## DIRECTIONS FOR THIS TASK
Restate the whole listing word for word. Pictures are left out.

[Point labeling examples]

Begin

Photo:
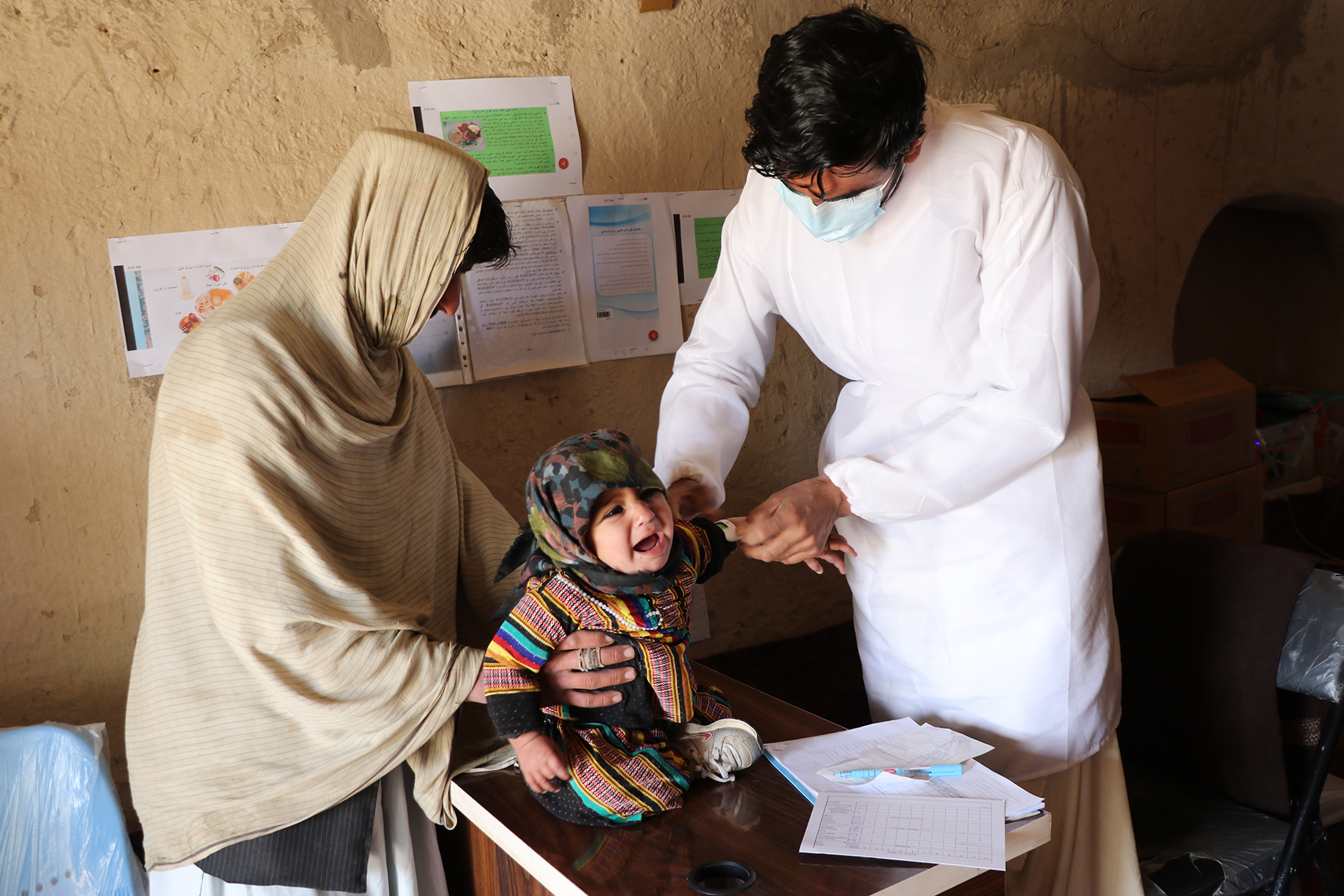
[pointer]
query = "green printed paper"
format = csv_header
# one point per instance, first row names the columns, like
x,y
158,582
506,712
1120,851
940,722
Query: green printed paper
x,y
708,241
508,141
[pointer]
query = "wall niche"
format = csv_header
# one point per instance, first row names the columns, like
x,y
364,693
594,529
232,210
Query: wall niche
x,y
1265,293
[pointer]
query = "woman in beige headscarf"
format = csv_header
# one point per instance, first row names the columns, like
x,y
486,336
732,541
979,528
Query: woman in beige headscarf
x,y
314,547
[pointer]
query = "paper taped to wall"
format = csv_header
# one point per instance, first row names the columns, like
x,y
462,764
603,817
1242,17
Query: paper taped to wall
x,y
698,225
523,130
625,257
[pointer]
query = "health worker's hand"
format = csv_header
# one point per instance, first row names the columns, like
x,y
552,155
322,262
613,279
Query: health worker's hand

End

## WORKED ANSWER
Photo:
[pointer]
query = "green printed paper"
format = csv_header
# one point per instance, first row names the columns, like
x,y
158,582
506,712
1120,851
940,722
Query: green printed paper
x,y
708,241
508,141
[pointer]
query = "wall niche"
format = csv_header
# one point per instance, first row names the columns, like
x,y
364,693
594,529
232,210
Query: wall niche
x,y
1265,293
[pointer]
query = "woman in beige headscarf"
format = csv_header
# one point per instance, first row names the columns, like
x,y
486,336
732,541
979,528
Query: woman in beige headscarf
x,y
314,547
[pointer]
query = "paper taped to wall"
format = csv_header
# one point per instance, first row names the columns, like
x,y
462,764
603,817
1242,17
Query: paper taped to wall
x,y
698,225
523,130
625,257
[pointer]
query = "health worker's hand"
format = csv_header
# one point per instance, first row names the columns, like
x,y
552,155
322,262
613,279
Query: health worker's hand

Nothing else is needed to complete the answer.